- **WHAT THIS TASK INVOLVES**: Begin at the line containing "QA review pass — the annotator marked dog's floppy" and stop after the line containing "[471,328,631,409]", then present those items as a two-column CSV with the columns instruction and boxes. Use one row per item, put each field in quotes with line breaks changed to spaces, and leave out the pictures.

- **DATA TO PROCESS**:
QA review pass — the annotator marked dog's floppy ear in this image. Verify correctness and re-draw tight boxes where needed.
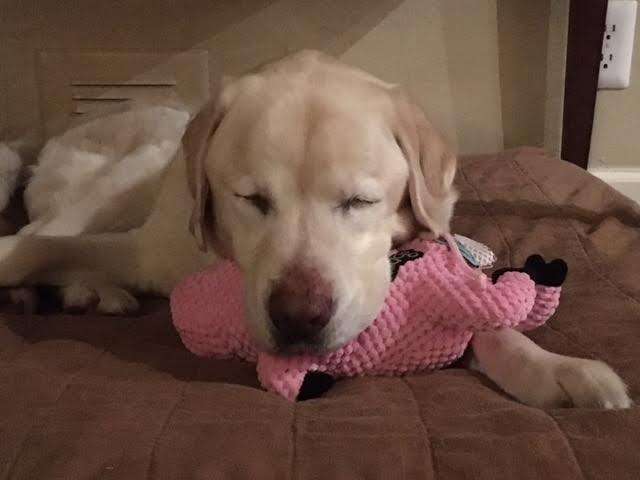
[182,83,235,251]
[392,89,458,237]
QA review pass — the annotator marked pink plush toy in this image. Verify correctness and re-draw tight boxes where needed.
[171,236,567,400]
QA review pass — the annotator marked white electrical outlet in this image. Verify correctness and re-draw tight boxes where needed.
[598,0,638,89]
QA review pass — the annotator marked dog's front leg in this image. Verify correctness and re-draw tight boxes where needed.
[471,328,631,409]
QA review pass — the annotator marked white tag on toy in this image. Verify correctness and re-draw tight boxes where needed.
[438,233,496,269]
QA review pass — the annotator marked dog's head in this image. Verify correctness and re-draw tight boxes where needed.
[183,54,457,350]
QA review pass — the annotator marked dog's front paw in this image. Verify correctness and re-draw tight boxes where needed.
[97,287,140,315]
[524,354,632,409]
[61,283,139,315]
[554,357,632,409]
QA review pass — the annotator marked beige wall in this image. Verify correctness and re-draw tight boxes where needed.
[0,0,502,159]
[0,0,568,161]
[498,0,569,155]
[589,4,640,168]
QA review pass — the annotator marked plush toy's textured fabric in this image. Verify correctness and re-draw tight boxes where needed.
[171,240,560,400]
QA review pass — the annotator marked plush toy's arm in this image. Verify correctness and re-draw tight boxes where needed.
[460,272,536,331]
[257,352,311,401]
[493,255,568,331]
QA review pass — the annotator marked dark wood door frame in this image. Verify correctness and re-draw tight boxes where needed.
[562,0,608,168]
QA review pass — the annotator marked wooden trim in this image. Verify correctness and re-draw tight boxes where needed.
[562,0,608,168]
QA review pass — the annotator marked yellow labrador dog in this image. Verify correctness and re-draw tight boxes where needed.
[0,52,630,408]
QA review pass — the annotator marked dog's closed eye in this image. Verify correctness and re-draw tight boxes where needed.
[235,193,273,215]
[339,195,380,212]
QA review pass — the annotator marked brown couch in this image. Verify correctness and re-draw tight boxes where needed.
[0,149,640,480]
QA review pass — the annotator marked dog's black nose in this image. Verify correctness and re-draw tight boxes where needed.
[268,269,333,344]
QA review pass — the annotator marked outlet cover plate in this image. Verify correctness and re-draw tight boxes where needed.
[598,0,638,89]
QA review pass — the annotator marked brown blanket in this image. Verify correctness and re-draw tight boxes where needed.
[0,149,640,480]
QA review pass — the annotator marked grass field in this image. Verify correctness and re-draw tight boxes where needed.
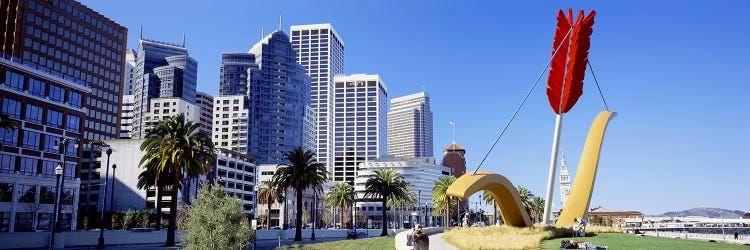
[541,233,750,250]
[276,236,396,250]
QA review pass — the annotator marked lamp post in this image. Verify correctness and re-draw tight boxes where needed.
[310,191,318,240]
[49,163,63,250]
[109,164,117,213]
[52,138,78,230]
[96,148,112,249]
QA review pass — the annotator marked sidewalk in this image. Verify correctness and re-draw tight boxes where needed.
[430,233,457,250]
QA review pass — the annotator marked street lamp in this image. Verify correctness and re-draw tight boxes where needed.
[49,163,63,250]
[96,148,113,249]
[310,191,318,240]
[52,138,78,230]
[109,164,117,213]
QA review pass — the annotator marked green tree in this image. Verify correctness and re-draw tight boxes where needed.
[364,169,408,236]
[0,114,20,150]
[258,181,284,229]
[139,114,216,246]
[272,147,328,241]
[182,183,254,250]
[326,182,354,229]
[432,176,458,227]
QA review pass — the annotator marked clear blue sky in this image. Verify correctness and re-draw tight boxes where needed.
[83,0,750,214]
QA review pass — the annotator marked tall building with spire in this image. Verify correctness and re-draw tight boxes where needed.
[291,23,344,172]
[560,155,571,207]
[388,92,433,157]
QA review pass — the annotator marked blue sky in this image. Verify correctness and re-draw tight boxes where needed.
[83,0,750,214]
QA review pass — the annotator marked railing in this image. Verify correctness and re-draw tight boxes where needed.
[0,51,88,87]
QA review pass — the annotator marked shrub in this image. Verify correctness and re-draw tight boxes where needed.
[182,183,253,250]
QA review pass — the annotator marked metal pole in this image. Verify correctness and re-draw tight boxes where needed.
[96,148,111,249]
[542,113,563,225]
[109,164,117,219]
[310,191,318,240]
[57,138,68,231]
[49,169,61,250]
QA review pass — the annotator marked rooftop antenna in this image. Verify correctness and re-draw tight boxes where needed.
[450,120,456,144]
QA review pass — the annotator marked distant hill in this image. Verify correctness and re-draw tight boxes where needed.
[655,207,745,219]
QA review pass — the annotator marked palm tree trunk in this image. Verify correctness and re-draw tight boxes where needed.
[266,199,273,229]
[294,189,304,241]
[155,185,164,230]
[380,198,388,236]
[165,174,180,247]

...

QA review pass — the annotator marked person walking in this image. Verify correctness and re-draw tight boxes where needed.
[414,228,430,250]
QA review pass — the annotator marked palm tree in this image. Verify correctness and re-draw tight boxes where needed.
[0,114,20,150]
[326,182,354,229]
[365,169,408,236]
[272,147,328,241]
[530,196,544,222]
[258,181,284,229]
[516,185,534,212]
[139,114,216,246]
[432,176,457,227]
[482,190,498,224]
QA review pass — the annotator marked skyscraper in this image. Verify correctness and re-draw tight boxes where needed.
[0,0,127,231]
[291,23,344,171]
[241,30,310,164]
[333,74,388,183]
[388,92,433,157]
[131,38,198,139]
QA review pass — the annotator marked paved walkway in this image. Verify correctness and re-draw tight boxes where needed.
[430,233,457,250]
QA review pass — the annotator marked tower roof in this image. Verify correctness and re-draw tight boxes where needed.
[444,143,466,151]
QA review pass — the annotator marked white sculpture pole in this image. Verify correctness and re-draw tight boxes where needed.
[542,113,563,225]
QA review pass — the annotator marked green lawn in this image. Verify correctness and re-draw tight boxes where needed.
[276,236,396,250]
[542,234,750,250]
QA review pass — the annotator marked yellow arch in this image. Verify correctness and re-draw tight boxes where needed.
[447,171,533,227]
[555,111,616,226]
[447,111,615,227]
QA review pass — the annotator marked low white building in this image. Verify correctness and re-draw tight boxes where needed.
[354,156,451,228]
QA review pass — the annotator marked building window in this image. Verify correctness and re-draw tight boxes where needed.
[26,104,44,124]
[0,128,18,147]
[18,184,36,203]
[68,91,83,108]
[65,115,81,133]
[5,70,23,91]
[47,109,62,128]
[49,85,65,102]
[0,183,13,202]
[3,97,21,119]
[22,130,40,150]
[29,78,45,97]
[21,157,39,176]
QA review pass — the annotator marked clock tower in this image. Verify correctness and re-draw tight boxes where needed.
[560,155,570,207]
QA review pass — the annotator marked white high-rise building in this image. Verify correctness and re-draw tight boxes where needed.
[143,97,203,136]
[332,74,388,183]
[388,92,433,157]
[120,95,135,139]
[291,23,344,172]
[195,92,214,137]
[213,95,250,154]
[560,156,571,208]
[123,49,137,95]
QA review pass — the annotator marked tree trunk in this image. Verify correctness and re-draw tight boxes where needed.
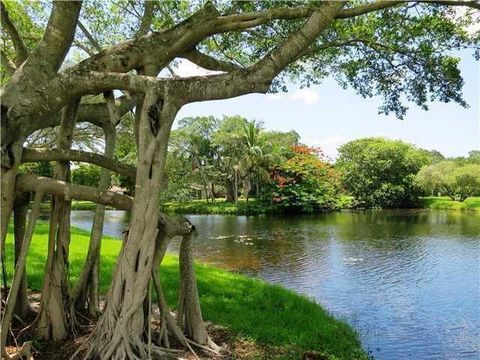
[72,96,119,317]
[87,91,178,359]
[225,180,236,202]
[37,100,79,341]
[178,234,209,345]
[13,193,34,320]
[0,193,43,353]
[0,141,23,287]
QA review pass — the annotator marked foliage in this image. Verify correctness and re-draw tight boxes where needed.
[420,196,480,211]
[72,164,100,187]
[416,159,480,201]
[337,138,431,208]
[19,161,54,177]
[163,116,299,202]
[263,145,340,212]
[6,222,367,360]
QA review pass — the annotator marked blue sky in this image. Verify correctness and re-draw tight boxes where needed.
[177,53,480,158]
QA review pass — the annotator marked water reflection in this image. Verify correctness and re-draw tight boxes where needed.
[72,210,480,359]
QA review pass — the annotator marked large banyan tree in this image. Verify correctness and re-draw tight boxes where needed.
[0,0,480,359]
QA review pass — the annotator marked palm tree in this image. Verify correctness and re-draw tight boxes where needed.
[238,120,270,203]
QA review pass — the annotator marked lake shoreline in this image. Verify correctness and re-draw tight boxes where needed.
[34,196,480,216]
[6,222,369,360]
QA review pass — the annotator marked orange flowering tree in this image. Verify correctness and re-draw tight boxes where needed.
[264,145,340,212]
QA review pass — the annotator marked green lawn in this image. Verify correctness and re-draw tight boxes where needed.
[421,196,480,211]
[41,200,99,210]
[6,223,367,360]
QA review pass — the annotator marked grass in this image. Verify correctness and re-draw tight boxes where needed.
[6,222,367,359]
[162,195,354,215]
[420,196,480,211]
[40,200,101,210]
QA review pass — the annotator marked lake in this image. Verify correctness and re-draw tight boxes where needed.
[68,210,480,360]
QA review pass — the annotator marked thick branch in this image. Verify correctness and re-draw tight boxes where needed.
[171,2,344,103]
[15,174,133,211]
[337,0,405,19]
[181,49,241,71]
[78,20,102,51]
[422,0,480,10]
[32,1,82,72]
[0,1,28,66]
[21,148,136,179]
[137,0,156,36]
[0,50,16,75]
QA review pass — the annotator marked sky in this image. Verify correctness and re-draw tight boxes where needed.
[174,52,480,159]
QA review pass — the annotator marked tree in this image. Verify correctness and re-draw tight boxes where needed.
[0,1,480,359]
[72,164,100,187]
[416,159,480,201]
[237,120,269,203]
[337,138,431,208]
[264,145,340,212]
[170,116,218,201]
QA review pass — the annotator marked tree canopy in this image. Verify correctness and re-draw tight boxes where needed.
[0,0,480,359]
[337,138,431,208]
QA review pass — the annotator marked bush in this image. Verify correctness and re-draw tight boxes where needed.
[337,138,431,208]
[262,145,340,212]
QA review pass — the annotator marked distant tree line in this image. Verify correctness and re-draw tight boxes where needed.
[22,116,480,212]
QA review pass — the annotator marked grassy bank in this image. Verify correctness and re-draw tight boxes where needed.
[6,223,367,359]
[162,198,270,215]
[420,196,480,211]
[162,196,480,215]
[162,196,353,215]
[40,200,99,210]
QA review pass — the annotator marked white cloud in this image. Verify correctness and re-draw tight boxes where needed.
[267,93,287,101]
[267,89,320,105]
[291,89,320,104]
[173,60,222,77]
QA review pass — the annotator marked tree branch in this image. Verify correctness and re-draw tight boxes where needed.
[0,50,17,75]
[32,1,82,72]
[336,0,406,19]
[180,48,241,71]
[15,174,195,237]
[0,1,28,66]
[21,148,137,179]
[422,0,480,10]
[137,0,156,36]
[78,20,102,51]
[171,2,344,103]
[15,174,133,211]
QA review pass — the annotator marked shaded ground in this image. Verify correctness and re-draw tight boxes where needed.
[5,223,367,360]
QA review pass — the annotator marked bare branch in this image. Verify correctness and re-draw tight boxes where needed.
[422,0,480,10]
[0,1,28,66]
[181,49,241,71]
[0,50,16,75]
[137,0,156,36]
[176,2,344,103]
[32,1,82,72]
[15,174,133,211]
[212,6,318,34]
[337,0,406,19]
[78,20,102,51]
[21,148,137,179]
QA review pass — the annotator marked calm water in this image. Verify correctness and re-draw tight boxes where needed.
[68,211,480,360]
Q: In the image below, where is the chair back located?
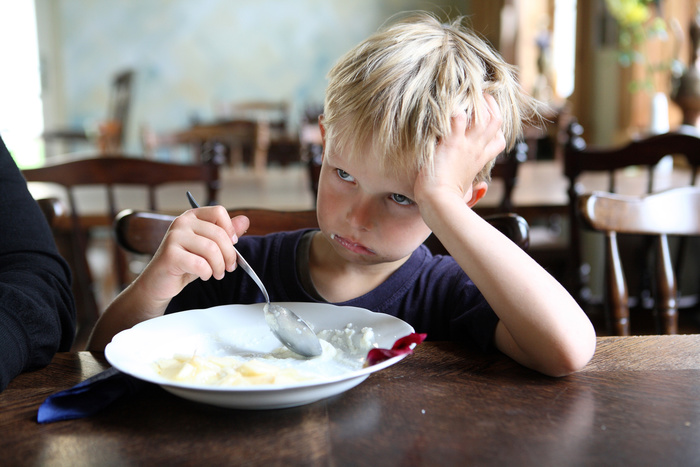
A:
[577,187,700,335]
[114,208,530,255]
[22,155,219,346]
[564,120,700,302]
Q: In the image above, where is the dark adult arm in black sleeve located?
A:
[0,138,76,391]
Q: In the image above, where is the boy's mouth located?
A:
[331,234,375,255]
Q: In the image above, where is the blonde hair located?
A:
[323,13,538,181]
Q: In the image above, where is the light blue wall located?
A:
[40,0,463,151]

--

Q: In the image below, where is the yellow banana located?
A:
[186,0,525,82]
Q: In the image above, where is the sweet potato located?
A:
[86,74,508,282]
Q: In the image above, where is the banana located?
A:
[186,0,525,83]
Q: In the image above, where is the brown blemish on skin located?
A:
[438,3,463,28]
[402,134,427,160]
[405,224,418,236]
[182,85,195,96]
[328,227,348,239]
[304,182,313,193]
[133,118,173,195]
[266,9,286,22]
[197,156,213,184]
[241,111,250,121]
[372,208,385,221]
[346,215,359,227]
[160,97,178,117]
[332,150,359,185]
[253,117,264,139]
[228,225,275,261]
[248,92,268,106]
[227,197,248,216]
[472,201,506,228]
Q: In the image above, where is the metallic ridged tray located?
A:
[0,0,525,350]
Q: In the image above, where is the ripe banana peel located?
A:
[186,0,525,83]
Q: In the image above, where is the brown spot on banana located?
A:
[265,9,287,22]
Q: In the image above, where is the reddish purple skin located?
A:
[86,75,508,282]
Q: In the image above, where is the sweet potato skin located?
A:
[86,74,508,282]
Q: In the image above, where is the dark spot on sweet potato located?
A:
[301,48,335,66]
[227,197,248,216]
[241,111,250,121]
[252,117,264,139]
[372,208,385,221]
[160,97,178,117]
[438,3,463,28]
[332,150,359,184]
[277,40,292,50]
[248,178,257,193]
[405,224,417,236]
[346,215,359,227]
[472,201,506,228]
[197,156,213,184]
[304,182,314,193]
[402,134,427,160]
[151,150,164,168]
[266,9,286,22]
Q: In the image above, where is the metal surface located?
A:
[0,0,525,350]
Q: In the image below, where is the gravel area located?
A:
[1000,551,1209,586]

- **WRITTEN REPLY**:
instruction,boxes
"QA review pass — the annotator marked dog's floppy ear in this image. Verify correctness and re-draw tight boxes where needed.","[182,83,235,251] [392,89,458,237]"
"QA review pass — the annotator marked pink plush toy in this image. Verify correctness and re-draw tight boxes where needed.","[171,236,567,400]"
"QA review pass — the annotator marked white electrical outlet in this image. Verify correctness and re-draw tight boxes where needed.","[598,0,638,89]"
"QA review pass — the annotator marked dog's front leg in this image. Verify correctness and re-draw tight boxes where needed.","[471,328,631,409]"